Después de Lucía tuve otras amigas que también veían los bous al carrer desde sus balcones, los balcones de sus familiares o la sede de una peña taurina, a pie de calle. Yo nunca volví. No me atreví a manifestarme en contra hasta bien avanzado el instituto. Allí conocí al fin a otras personas que, por más que lo intentaran —y yo lo he intentado muchas veces, sometiéndome a agotadores ejercicios de empatía y flexibilidad mental—, no lograban darle a la pasión local por los toros una explicación que trascendiera lo tribal, la reunión periódica con el grupo de iguales para comer y beber con una excusa violenta sosteniéndolo todo. Jordi era una de esas personas. Juntos redactamos e imprimimos panfletos en contra de los bous al carrer. Un sábado por la mañana quedamos para repartirlos en la puerta del supermercado de la avenida principal del pueblo. La mujer a la que le di el primero lo tiró al suelo tras ojearlo apenas tres segundos. Jordi y yo nos volvimos a casa con el taco de panfletos intacto. Ahí acabó mi activismo anti-bous al carrer. Ahora me limito a despreciar la tradición en la distancia, lo que no deja de ser una forma de lucha, en realidad. O eso me digo.

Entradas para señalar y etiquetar

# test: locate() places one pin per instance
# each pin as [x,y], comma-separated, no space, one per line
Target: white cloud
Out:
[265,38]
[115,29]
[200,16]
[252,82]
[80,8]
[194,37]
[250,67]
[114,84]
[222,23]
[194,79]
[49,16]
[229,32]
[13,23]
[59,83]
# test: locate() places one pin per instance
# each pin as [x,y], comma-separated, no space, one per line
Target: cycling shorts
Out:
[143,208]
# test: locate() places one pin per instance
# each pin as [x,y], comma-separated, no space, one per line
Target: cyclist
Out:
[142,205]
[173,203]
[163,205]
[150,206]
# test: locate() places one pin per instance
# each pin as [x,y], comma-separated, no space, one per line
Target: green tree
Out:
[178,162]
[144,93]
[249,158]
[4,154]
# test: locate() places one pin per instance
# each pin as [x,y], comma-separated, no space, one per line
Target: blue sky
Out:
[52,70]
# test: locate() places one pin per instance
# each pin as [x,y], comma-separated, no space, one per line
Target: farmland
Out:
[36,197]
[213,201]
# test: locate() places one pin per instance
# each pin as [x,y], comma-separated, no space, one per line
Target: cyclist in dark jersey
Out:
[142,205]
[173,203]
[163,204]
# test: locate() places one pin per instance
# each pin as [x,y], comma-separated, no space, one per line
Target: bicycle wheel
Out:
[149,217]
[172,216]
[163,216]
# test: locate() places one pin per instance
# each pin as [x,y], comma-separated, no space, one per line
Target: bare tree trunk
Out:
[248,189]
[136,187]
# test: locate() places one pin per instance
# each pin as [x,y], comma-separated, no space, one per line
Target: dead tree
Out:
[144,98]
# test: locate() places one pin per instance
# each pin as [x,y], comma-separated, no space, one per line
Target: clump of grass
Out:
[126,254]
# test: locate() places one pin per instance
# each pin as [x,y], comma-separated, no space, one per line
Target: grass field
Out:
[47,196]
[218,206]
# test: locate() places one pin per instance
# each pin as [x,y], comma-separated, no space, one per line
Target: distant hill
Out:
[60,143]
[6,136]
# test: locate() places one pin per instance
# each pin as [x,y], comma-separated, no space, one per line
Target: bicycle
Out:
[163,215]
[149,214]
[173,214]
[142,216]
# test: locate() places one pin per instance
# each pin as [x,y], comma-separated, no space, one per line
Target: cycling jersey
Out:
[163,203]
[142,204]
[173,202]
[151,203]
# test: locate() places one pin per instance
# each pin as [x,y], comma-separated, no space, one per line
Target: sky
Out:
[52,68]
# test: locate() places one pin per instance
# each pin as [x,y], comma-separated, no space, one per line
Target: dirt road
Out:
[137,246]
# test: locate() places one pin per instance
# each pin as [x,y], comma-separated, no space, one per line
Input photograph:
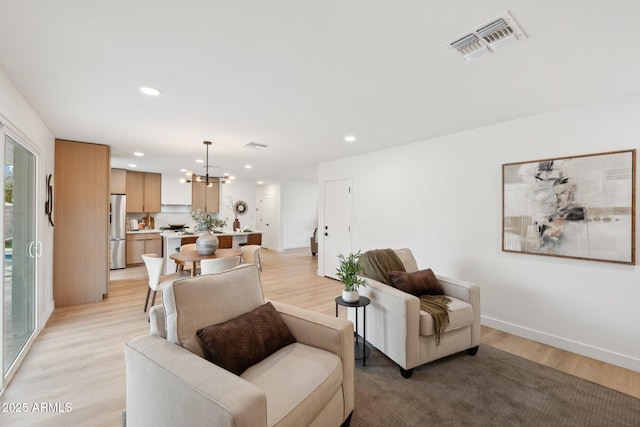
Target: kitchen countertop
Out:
[175,234]
[144,231]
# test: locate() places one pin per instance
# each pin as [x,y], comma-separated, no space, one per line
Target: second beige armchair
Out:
[309,382]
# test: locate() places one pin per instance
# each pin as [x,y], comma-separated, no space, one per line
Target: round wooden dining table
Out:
[194,257]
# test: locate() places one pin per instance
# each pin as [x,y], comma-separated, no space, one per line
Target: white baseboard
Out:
[604,355]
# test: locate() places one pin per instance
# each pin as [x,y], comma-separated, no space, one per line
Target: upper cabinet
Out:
[143,191]
[118,181]
[205,197]
[175,192]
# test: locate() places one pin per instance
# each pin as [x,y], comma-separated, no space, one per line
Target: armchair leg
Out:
[147,300]
[406,373]
[347,421]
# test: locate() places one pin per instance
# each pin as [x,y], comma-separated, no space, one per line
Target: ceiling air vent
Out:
[489,37]
[255,146]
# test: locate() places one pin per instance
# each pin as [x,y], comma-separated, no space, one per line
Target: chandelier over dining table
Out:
[206,179]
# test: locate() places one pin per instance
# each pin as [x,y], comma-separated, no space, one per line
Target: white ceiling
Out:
[299,76]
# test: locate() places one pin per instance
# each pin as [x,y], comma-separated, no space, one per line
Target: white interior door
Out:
[336,231]
[264,220]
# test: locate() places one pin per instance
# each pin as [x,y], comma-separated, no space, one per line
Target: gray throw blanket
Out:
[377,263]
[438,307]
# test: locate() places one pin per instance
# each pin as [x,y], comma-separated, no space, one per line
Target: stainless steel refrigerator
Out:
[117,231]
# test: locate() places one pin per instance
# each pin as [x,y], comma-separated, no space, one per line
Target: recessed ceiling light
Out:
[149,91]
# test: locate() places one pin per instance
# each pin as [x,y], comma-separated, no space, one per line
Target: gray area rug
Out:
[493,388]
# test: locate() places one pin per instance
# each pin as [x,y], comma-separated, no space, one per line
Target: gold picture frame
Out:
[580,207]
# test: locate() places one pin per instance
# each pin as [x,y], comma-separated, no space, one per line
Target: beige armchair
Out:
[169,382]
[397,327]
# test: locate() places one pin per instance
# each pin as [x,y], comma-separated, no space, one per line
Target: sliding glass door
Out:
[21,250]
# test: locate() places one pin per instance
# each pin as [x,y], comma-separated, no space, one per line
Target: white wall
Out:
[24,123]
[299,213]
[444,202]
[231,193]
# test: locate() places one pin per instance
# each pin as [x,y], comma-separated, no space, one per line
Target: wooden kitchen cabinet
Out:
[206,198]
[81,213]
[142,243]
[143,191]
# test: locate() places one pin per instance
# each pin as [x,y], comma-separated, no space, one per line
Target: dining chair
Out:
[157,280]
[181,266]
[225,242]
[251,255]
[216,265]
[253,239]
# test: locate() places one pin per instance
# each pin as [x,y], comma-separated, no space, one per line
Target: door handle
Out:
[30,249]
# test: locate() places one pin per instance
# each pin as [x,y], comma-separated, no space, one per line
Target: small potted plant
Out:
[348,273]
[207,242]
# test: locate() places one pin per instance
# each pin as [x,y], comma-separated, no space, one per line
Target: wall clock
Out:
[240,207]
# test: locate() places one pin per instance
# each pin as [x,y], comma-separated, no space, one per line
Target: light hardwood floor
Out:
[78,359]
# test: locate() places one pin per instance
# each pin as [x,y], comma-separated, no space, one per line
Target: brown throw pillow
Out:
[239,343]
[417,283]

_Objetivos_:
**A.** Cuenta las líneas del listado que contienen la cadena "kitchen", teniendo en cuenta mayúsculas y minúsculas. Responde solo con el número.
**B.** Retoma el relato sobre los bous al carrer y continúalo a partir de su última frase.

_Resultados esperados_:
**A.** 2

**B.**
Por cierto, dato curioso: Jordi era primo segundo de Lucía. Quién sabe si también estaba en ese quinto piso con balconada a la calle del toro, la primera y última vez que lo vi de cerca.
Hasta el lunes que viene,
Irene
El toro
Hola, que maravilla de newsletter o lo que sea esto.
Aquí estamos en fiestas ahora y en ese aspecto es peor, hay encierros y recortes, después se mata al toro y se lo comen en una caldereta. Por suerte tb hay hinchables y ese tipo de cosas para niños, soy papá de una nena de seis años y a eso si vamos con otras amigas...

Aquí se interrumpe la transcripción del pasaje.